> **PASSAGE**
-.-.-

With the drop in commodity prices during the second half of
2014, we have put efforts to seek joint venture partners to drill
four initial prospects, two of which have proved undeveloped
reserves, within the Gulf of Mexico shelf acreage, as well as the
Goldeneye prospect under Grand Bay field, on hold. We expect to
resume efforts to seek partners to drill the first of the prospects
at such time as commodity prices support such efforts.
The 2015 capital expenditure budget is expected to be severely
reduced due to the continuing low commodity price environment and
the Company will concentrate its efforts on low-cost recompletions
and workovers together with continued cost reduction and production
optimization.
Debt and Strategic Initiatives
As a result of the steep decline in commodity prices during the
second half of 2014 and continuing into 2015, compounded by
production declines associated with run time issues in early 2014,
we are operating in a cash constrained environment and have
undertaken strategic initiatives to address operations in the
current climate. Those initiatives include:
- Forbearance agreements with principal
lenders;
- Extensive cost-cutting program with
targeted LOE and G&A savings of $13.3 million for 2015 compared
to 2014; and
- Retained Conway MacKenzie Management
Services, LLC to assist in efforts to restructure or repay secured
debt.

-.-.-

> **DATA ENTRIES**
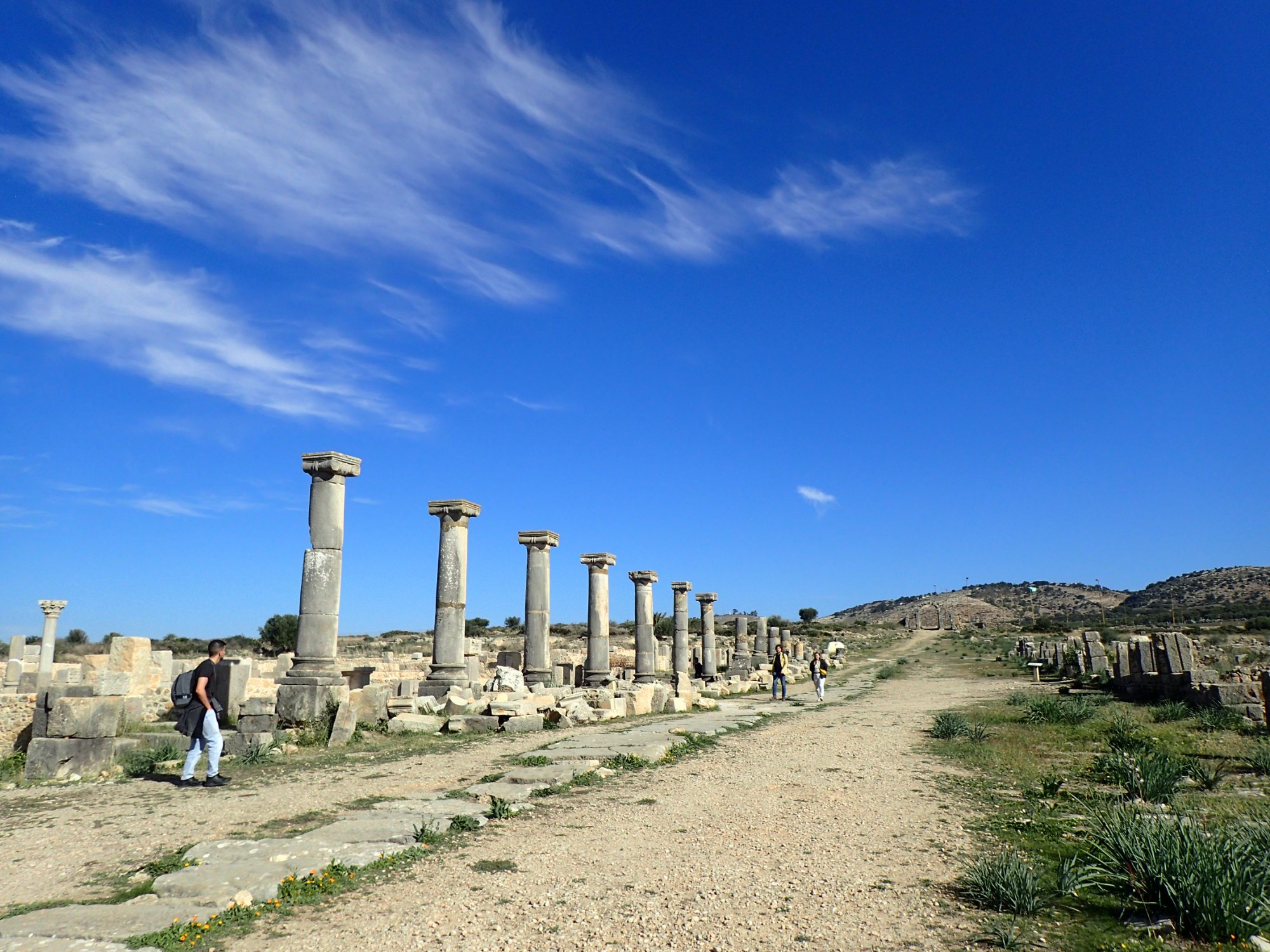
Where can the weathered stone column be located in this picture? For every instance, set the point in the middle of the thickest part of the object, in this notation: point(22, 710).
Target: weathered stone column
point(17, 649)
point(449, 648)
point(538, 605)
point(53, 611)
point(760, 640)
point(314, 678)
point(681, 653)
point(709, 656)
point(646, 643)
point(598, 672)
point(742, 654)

-.-.-

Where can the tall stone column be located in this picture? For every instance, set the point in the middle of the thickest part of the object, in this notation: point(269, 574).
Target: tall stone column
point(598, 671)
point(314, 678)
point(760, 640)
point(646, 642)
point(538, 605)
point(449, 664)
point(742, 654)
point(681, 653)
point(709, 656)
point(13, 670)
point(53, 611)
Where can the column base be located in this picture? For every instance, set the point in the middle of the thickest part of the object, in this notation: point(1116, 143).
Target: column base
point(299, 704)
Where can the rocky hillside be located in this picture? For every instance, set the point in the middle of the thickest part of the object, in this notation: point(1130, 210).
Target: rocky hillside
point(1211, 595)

-.-.-

> **OBJECTIVE A**
In one to three sentences, explain why, according to the passage on commodity prices and debt, the company is operating in a cash constrained environment.
> **OBJECTIVE B**
Pick up the passage on commodity prices and debt after its final sentence and continue it.

> **WRITTEN RESPONSE A**
The company is in a cash constrained environment because commodity prices declined steeply during the second half of 2014 and kept declining into 2015. Production declines tied to run time issues in early 2014 made the effect worse.

> **WRITTEN RESPONSE B**
Saratoga is working closely with its secured lenders to address
liquidity issues with a view to either restructure or repay
existing debt. We are presently operating under forbearance
agreements with our first and second lien debt holders under which
interest owing on our second lien debt was not paid in January 2015
and subsequent interest payments are not presently being made. The
forbearance period ends April 30, 2015. We have retained Conway
MacKenzie to assist in our evaluation of potential alternatives to
either restructure or repay our existing secured debt. In
conjunction with those efforts, we have undertaken extensive
cost-cutting efforts that are expected to lower our total LOE and
G&A by approximately $13.3 million during 2015.
Management Comments
Andy C. Clifford, President, commented, “The early part of 2014
presented challenges relating to our field operations while the
latter part of 2014 presented challenges relating to commodity
prices. Exhaustive initiatives undertaken in the field have
remedied the field operating issues encountered in early 2014 and
an ongoing cost containment program is bringing down operating
costs to address this lower commodity price environment. Production
optimization initiatives and infrastructure improvements undertaken
throughout the year, including a successfully-executed complete
field shutdown of Grand Bay, have addressed the principal causes of
decreased run times, gas lift gas shortages, mechanical issues and
flow line capacity constraints, raising run time and production
rates to approximately 80% and 1,904 Boepd during the fourth
quarter of 2014 from 54% and 1,330 Boepd during the first quarter
of 2014. The run time on our facilities is over 90% and we continue
to make improvements into 2015. Other initiatives we have
undertaken include upgrading our field personnel and living
quarters in the field.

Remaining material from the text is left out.